SHORT PROBLEM 1:
According to the excerpted reviews, which solo instrument was used in the performance of Tina Davidson's Lullaby?
#### EXCERPTED TEXT
The Philadelphia Inquirer
"Tina Davidson's Cassandra Sings was more interesting. This is a solemn
ambitious work that begins with a wailing cadenza for the cello and
gradually builds into a knotty complexity. Eventually all devolves into
chaos...but the spare, beautiful choral-like melody that follows made for
an effective emotional climax."
Tim Page, Newsday
"Tina Davidson (Cassandra Sings) provides a transitional piece that bridges
the avant-garde with tradition. Her music builds to a climax of tremendous
richness, throwing out a soundscape that would seem to be much greater than
merely four instruments can produce. An extended coda achieves a
resolution of sublime dimensions."
Fanfare, 1994
"Tina Davidson's Cassandra Sings is the kind of piece you want to spend
some time with. The emotionally intense cello solo at the beginning, belts
out a message with a melody very much like a human voice bending under
strain and stress. The other instrument sit idly, mute with indifference.
Slowly, the other voices rise and overtake her message with dissent. The
second half of the piece is a lament. But the mournful music sends a
dramatic message -- one of hope. Musically the Philadelphia composer's
work has a masterly and sensitive command of texture and a wealth of
memorable melodies."
The Philadelphia Inquirer
"And the no-school school declared itself with Tina
Davidson's Lullaby, a gorgeously gentle pieces for variable
solo instrument -- in this case violin -- and an accompanying group what
wraps the solo lines in echoes and shadows."
########
#### MATERIAL
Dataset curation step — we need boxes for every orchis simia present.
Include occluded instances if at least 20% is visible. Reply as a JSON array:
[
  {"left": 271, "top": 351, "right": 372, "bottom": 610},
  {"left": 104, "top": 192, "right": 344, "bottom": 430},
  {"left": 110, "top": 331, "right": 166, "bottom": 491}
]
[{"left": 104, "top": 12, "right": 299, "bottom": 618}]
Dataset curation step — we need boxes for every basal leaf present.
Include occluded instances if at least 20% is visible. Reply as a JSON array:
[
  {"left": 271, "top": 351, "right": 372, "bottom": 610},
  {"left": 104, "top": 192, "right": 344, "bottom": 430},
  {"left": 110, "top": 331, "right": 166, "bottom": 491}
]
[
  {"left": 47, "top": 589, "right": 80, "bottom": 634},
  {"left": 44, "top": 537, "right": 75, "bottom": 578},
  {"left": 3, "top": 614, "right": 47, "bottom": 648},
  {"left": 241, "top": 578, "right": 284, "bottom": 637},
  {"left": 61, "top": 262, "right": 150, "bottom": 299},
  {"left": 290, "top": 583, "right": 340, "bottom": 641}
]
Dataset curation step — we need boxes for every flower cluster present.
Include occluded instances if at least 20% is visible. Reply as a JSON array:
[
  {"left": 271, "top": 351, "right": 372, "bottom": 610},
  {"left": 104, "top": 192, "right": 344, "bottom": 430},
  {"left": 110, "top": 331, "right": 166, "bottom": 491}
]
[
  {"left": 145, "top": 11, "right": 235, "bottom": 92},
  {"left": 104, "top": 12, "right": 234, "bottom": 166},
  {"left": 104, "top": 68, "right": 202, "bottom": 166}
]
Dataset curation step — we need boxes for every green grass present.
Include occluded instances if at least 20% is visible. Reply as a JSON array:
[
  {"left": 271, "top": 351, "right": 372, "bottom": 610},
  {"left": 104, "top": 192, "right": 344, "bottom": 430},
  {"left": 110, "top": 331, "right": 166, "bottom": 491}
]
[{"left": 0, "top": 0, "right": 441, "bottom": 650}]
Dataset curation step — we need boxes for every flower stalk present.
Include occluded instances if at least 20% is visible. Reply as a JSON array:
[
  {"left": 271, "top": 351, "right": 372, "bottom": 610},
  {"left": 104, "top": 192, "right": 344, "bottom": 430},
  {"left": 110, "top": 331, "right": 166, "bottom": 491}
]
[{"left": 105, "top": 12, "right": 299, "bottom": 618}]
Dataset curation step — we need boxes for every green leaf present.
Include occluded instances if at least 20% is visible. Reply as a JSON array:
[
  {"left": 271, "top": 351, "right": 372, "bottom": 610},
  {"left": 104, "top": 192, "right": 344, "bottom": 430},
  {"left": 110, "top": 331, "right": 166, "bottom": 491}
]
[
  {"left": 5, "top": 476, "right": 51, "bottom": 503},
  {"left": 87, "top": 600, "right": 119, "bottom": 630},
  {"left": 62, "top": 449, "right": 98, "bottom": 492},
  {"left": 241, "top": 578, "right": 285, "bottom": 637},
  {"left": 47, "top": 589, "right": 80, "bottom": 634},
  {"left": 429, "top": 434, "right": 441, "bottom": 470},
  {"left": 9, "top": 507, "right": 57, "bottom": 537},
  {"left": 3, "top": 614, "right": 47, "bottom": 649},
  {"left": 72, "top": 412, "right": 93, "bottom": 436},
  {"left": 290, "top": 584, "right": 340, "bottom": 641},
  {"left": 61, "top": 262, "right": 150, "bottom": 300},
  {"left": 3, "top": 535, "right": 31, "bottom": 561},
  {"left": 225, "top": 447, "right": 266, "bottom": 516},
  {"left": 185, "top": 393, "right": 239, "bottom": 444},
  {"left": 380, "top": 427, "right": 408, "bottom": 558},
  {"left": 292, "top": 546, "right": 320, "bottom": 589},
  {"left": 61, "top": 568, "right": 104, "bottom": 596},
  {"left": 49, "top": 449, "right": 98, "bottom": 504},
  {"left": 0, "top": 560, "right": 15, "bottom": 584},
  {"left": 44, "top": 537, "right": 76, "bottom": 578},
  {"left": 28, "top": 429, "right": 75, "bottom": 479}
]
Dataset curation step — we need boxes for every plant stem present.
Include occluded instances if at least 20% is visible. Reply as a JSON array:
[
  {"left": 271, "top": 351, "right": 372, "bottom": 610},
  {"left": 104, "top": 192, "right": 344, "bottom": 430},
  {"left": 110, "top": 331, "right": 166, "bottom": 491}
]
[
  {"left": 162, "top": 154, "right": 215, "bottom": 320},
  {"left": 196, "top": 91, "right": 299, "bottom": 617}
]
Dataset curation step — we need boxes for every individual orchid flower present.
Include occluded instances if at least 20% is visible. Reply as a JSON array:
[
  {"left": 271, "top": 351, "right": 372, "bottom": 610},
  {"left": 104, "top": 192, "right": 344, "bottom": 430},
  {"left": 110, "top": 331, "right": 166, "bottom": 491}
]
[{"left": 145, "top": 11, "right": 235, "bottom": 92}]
########
SHORT PROBLEM 2:
Return every line of the records that contains the word "present", matching case exactly.

ANSWER 1:
The violin.

ANSWER 2:
Dataset curation step — we need boxes for every orchis simia present.
Dataset curation step — we need boxes for every basal leaf present.
Dataset curation step — we need boxes for every flower cluster present.
Dataset curation step — we need boxes for every green grass present.
Dataset curation step — we need boxes for every flower stalk present.
Dataset curation step — we need boxes for every green leaf present.
Dataset curation step — we need boxes for every plant stem present.
Dataset curation step — we need boxes for every individual orchid flower present.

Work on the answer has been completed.